This exercise calls for duplicating every entry below exactly, without the images.

*Given records*

^^^^^^^^

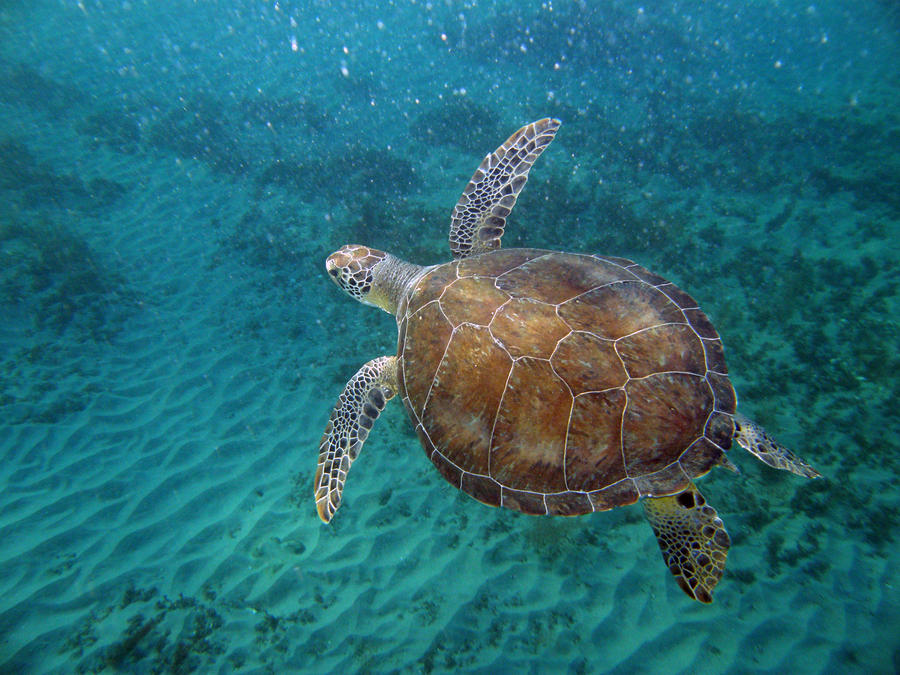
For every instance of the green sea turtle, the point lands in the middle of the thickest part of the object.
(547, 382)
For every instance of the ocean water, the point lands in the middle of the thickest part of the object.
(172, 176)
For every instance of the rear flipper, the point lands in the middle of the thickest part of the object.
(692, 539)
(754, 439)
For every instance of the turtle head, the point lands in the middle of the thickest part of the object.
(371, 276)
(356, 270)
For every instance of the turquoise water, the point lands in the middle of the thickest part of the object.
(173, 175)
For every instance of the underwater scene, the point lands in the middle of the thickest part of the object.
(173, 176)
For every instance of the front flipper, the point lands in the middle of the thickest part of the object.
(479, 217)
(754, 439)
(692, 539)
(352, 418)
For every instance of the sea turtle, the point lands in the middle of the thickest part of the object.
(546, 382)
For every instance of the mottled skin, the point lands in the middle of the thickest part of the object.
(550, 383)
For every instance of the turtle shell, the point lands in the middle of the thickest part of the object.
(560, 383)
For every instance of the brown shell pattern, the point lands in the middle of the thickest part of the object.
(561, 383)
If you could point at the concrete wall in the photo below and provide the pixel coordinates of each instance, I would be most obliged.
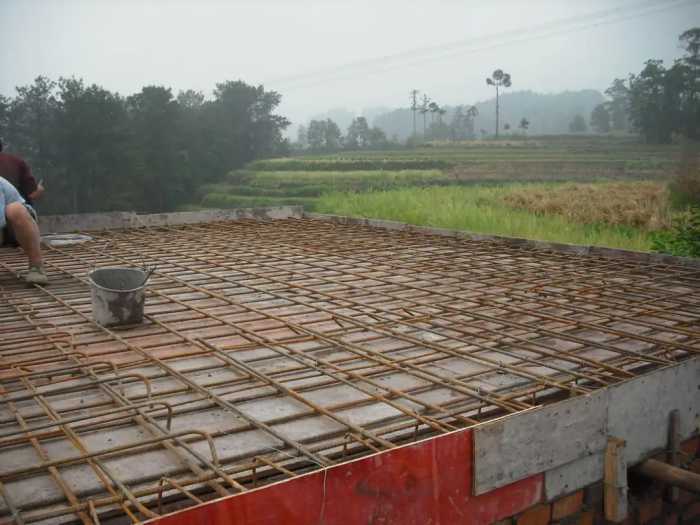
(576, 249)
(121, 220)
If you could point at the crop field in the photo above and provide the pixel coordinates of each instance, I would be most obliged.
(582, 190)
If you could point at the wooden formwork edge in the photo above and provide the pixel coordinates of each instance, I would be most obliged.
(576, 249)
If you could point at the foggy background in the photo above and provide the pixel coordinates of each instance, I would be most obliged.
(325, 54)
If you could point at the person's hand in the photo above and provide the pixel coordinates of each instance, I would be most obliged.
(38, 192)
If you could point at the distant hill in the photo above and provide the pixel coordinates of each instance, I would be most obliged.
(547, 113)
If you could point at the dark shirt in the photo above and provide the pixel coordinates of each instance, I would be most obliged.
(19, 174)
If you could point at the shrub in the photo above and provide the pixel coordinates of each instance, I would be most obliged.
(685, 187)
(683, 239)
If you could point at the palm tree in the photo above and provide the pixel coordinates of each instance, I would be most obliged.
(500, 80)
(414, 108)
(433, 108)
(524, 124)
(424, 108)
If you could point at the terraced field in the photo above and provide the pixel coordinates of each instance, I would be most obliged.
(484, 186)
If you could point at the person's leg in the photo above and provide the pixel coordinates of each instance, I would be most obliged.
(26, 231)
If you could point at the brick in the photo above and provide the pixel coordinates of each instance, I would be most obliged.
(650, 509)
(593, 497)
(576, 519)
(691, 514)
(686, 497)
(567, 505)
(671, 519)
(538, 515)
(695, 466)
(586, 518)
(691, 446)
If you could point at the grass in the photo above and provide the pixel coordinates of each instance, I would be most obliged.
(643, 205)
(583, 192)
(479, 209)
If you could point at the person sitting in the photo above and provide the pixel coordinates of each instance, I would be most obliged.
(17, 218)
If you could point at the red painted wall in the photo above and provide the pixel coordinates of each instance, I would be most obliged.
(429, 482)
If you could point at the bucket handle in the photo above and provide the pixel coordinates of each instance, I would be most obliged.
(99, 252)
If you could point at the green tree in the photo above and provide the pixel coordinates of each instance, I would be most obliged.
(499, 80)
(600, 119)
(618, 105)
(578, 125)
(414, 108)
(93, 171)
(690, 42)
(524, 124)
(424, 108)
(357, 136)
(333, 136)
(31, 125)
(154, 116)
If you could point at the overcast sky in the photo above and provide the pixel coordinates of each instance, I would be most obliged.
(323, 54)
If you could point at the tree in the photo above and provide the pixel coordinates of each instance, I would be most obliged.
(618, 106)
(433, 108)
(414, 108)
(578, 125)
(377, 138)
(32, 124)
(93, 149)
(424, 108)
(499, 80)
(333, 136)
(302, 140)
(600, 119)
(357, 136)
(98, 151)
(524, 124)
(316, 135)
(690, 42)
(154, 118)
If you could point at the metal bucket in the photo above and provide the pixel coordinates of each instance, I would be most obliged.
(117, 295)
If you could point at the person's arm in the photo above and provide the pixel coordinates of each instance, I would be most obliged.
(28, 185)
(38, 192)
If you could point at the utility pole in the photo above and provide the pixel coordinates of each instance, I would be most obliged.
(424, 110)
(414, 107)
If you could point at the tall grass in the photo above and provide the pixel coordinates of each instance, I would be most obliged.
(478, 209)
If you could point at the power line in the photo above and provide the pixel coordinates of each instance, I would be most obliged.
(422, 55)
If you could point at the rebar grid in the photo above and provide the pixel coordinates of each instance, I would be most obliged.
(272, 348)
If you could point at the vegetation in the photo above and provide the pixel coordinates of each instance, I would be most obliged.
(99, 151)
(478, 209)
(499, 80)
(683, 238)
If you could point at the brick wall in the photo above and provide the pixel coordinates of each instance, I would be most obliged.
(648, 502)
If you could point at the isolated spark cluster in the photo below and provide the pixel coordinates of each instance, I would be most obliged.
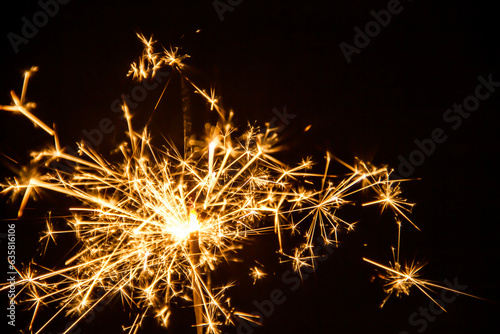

^^^^^^^^

*Exercise answer*
For every instance of the green sea turtle, the point lands in the middle of the thickest part of the object.
(547, 382)
For every instance of the ocean water, the point lands in the middle of the thickest part of the object.
(172, 176)
For every instance of the rear flipper, the point lands in the middle of the thickest part of the object.
(692, 539)
(754, 439)
For every instance of the turtle head, the point lands in the middle of the thickest part of the object.
(371, 276)
(356, 270)
For every instance of the turquoise water, the point lands in the middle of the thickest part of the object.
(173, 175)
For every instance of the underwater scene, the point lands in the middle of the thickest part of the object.
(173, 176)
For every instance of the front flipper, the point lands in the middle of the thickest part of the object.
(479, 217)
(754, 439)
(692, 539)
(352, 418)
For every instance of the sea turtle, the point lands in the middle of the thickest part of the object.
(546, 382)
For every instance of the mottled skin, the point lands in the middle of the thickest part of the object.
(550, 383)
For every instance of the turtle shell, the point lands in the middle of the thickest part of the object.
(560, 383)
For every instance of the brown shell pattern, the point lands in the middle of the thickest part of the object.
(561, 383)
If you could point at the concrete wall in the photo below and provide the pixel coordinates of each instance, I would be most obliged.
(576, 249)
(121, 220)
If you could point at the crop field in the photo above and provide the pixel coordinates of each instance, I would be most obliged.
(582, 190)
If you could point at the wooden formwork edge in the photo above and provide the pixel coordinates of each instance, I would be most obliged.
(576, 249)
If you could point at the foggy background in the photo above and provide the pixel coordinates of each instance, I would be most obliged.
(325, 54)
If you could point at the person's hand in the photo above and provide the pixel coordinates of each instance, I would be most obliged.
(38, 192)
If you could point at the distant hill in the photo above and provide the pixel coordinates of each instance, I would be most obliged.
(547, 113)
If you could point at the dark shirt in the photo above and provide the pixel coordinates of each instance, I would be most obliged.
(19, 174)
If you could point at the shrub in the photo above and provide the pixel coordinates of each instance, I would be most obliged.
(685, 187)
(683, 239)
If you could point at the palm tree in the photo above and provide the pixel coordinates of each instance, I would be most obliged.
(500, 80)
(414, 108)
(433, 108)
(524, 124)
(424, 108)
If you could point at the terraced field in the photo above and provide the pixel coordinates of each instance, I would be most obliged.
(484, 186)
If you could point at the person's leg in the photo above and provide the pixel coordinates of each instance, I would be most obliged.
(26, 231)
If you could point at the brick in the photo above and provide the pixel coordinates of each instance, I would be most obliged.
(650, 509)
(593, 497)
(576, 519)
(691, 514)
(686, 497)
(567, 505)
(671, 519)
(538, 515)
(695, 466)
(586, 518)
(691, 446)
If you could point at the grass in the photo above and provide the pixel coordinates of each instance, I would be most obliged.
(643, 205)
(583, 192)
(479, 209)
If you could point at the person sitting in the photo above and provide the pixel coordinates of each instance, I would be most obliged.
(17, 218)
If you could point at the red painted wall in the photo above and provide the pixel coordinates of each instance, I would be most obliged.
(429, 482)
If you could point at the bucket handle in the photo above and provide the pixel coordinates of each instance, I would be most obliged.
(99, 252)
If you could point at the green tree in the photo above and provide the pixel coordinates of each instance, I would be most obliged.
(499, 80)
(600, 119)
(618, 105)
(578, 125)
(414, 108)
(93, 171)
(690, 42)
(524, 124)
(424, 108)
(357, 136)
(333, 136)
(31, 125)
(154, 116)
If you could point at the overcast sky in the photo above and provide the pixel coordinates of each instance, I would be most obliged.
(323, 54)
If you could point at the tree in the photo above and provide the pixel coordinates of each instance, I would be most obliged.
(618, 106)
(433, 108)
(414, 108)
(578, 125)
(377, 138)
(32, 124)
(93, 149)
(424, 108)
(499, 80)
(333, 136)
(302, 140)
(600, 119)
(357, 136)
(98, 151)
(524, 124)
(316, 135)
(690, 42)
(154, 118)
If you could point at the metal bucket in the photo above and provide the pixel coordinates of each instance, I would be most obliged.
(117, 295)
If you could point at the person's arm in the photo above and provide the pixel coordinates of each instance, I would be most obliged.
(28, 185)
(38, 192)
If you could point at the utility pole in the photo above and provide the pixel coordinates of each instance, I would be most obliged.
(424, 110)
(414, 107)
If you could point at the tall grass in the photo above and provide the pixel coordinates of each instance, I would be most obliged.
(478, 209)
If you could point at the power line in the photo above and provide the pixel coordinates of each instance, I would be most obliged.
(422, 55)
If you could point at the rebar grid in the photo above and provide the pixel coordinates of each instance, I would be most obliged.
(272, 348)
If you could point at the vegetation in the photo above and provide the pixel coordinates of each instance, I would be most obliged.
(99, 151)
(478, 209)
(499, 80)
(683, 238)
If you could point at the brick wall in the photo above and provide the pixel coordinates of each instance, I would be most obliged.
(648, 502)
If you could point at the isolated spark cluster in the photo below and provide the pixel coordinates of each instance, I would be most obliged.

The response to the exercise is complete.